─── The input ───

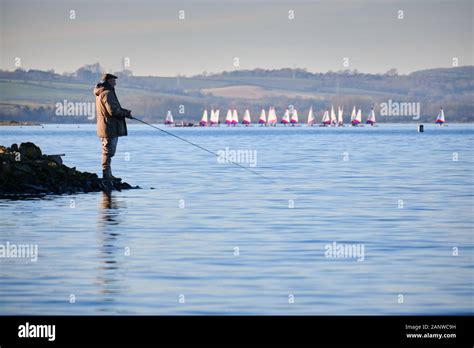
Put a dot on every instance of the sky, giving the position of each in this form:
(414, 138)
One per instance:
(324, 35)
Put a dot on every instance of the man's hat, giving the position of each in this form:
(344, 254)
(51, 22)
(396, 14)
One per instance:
(105, 77)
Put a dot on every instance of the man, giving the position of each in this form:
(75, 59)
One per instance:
(110, 121)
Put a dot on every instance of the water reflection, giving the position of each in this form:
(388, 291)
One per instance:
(108, 274)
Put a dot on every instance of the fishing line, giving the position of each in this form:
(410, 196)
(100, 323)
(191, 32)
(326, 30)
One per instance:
(200, 147)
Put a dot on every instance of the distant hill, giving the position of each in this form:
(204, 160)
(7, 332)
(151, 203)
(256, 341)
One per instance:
(32, 95)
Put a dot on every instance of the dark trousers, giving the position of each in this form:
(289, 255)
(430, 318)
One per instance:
(109, 146)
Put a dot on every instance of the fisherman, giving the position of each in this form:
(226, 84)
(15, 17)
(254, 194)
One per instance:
(110, 121)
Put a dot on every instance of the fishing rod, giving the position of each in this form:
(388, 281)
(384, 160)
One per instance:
(200, 147)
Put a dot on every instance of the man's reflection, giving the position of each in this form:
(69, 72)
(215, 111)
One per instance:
(110, 250)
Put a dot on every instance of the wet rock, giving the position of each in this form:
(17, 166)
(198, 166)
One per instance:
(33, 173)
(30, 150)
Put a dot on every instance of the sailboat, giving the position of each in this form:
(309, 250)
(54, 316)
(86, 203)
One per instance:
(371, 118)
(440, 120)
(235, 117)
(353, 115)
(286, 117)
(326, 121)
(263, 118)
(311, 116)
(246, 120)
(340, 118)
(203, 121)
(356, 118)
(214, 117)
(169, 118)
(272, 118)
(333, 116)
(294, 117)
(228, 118)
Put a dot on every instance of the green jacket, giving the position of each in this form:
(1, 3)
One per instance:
(110, 115)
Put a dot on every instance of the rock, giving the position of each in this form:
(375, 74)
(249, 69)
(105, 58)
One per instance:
(30, 150)
(33, 173)
(55, 158)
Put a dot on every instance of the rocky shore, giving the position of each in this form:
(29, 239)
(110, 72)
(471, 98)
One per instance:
(25, 170)
(17, 123)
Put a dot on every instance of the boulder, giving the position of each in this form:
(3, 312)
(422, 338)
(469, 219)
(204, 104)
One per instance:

───

Which of the lines above include the word "fishing"? List those lines.

Response area:
Put a dot on every instance of the fishing line, giving the position of each in this form:
Put a dot on every instance of the fishing rod, giving the position of each in this form:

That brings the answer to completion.